Goal:
Write out precisely the lines beginning with the line that contains "airplane nose in" and ending with the last line of the entries, and no other lines.

>> start Excerpted records

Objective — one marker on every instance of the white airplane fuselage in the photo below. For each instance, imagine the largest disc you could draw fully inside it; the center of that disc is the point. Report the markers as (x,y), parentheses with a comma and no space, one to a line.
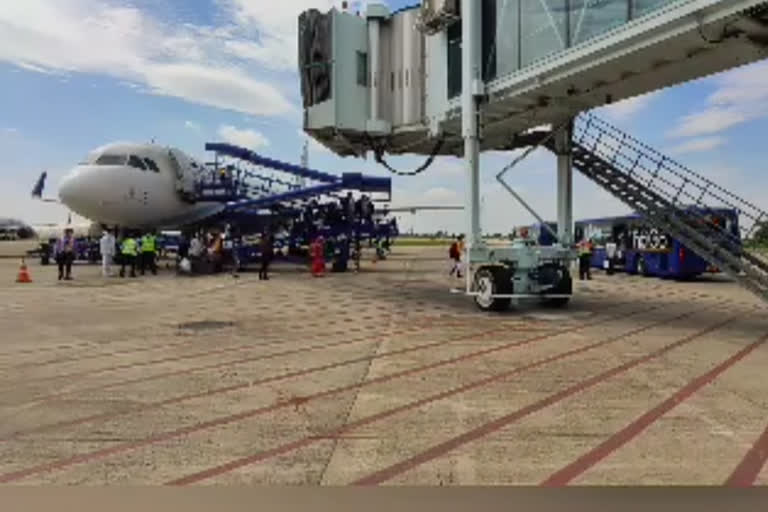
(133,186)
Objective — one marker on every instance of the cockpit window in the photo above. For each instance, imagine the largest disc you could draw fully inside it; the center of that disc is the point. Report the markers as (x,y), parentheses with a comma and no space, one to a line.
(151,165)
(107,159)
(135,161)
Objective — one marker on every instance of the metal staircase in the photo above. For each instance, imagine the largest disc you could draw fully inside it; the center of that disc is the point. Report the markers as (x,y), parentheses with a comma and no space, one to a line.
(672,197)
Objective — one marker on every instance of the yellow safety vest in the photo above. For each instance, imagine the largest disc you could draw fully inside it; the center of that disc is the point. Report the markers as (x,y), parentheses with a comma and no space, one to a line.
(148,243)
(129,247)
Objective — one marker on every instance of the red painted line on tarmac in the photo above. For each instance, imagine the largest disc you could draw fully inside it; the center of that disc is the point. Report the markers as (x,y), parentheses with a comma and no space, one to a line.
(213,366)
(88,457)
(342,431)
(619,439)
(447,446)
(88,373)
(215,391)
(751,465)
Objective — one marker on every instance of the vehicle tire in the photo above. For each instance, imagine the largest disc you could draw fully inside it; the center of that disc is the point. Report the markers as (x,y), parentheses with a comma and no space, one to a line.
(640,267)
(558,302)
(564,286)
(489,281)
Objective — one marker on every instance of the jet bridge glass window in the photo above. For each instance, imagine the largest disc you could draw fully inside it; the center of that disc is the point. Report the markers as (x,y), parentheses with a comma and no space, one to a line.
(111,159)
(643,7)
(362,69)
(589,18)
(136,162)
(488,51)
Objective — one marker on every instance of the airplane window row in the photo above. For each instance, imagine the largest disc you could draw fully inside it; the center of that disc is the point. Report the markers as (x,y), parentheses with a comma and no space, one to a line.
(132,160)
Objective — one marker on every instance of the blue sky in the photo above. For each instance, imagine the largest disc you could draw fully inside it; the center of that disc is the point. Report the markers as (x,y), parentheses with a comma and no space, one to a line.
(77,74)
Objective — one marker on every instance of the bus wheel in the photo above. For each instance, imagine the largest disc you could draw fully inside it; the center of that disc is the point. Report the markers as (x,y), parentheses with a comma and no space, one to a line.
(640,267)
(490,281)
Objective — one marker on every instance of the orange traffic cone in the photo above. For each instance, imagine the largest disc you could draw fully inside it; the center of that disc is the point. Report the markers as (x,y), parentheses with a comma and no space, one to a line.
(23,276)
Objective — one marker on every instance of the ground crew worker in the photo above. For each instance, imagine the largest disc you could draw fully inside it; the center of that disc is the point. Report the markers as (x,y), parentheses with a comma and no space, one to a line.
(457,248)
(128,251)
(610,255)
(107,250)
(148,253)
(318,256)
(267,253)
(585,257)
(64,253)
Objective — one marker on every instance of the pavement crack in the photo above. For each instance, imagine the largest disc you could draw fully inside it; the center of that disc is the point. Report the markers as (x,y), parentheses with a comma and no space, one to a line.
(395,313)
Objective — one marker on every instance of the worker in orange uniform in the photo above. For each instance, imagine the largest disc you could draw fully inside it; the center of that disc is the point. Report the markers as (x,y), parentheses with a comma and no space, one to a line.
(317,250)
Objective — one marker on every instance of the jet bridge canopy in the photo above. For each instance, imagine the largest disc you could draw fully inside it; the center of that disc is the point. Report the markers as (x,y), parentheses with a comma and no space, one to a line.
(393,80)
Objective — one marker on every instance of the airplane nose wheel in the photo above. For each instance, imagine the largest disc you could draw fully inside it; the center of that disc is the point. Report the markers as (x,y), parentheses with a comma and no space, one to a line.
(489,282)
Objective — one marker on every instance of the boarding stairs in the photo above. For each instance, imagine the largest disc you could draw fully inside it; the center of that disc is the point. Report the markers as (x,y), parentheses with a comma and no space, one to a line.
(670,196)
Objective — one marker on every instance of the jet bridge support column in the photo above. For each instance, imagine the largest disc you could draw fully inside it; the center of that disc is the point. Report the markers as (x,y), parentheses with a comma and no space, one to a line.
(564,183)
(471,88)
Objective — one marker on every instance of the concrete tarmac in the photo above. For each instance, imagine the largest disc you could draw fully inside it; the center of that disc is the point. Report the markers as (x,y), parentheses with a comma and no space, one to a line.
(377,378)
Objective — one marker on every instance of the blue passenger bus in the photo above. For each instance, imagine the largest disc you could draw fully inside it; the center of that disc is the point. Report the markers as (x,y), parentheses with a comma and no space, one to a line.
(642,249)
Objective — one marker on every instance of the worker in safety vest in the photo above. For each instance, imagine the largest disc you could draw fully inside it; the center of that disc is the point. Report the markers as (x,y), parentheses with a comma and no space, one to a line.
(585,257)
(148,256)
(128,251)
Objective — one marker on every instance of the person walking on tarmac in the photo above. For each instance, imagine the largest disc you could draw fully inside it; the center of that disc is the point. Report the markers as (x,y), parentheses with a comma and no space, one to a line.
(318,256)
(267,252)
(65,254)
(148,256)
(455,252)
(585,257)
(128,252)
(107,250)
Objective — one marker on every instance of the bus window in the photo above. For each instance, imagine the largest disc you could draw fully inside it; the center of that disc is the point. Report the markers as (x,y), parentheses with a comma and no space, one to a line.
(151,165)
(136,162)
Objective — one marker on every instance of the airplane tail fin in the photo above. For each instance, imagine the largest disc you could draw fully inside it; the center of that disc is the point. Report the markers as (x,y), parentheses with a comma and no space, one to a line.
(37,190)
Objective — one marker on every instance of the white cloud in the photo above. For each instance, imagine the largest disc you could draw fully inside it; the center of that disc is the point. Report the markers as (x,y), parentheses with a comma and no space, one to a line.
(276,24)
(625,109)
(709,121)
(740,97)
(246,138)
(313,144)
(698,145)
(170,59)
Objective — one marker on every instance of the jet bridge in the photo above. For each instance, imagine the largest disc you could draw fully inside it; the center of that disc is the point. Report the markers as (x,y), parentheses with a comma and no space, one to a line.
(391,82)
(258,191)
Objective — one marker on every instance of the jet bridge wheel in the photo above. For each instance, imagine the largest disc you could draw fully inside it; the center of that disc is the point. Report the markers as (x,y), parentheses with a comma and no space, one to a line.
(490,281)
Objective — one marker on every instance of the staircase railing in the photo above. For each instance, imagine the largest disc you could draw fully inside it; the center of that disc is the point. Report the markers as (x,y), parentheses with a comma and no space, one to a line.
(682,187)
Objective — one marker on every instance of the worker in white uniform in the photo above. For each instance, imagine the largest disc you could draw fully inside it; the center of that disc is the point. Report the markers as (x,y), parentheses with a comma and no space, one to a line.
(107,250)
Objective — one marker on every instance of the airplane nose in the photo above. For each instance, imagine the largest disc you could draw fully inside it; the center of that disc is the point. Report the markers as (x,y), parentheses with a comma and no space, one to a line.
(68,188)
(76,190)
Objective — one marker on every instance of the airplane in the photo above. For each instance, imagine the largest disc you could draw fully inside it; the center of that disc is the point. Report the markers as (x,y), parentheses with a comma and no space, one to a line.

>> end Excerpted records

Solved exercise:
Objective — one marker on every instance of the airplane nose in the photo above. For each instance, imagine the largest disc you could draw fully inside it; the center of that disc is the point. Report the markers as (x,y), parentheses with a comma and no space, one to a line.
(68,188)
(76,190)
Objective — one marker on every instance of the airplane in the photo above. For each instance, imagine the largest disc you could draw fully inside it; the center of that disc is the point. Report the markers as (x,y), parentheses with a comma and no space, one to a line.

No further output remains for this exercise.